> **Record set**:

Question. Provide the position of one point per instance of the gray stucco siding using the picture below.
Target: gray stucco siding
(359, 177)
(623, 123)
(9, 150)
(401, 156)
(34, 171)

> **Instructions to follow**: Print the records above exactly as they appear.

> **Answer to the problem**:
Question. Provide the position of one point per instance of the gray stucco siding using the picture below.
Target: gray stucco siding
(359, 177)
(623, 123)
(9, 150)
(401, 156)
(34, 171)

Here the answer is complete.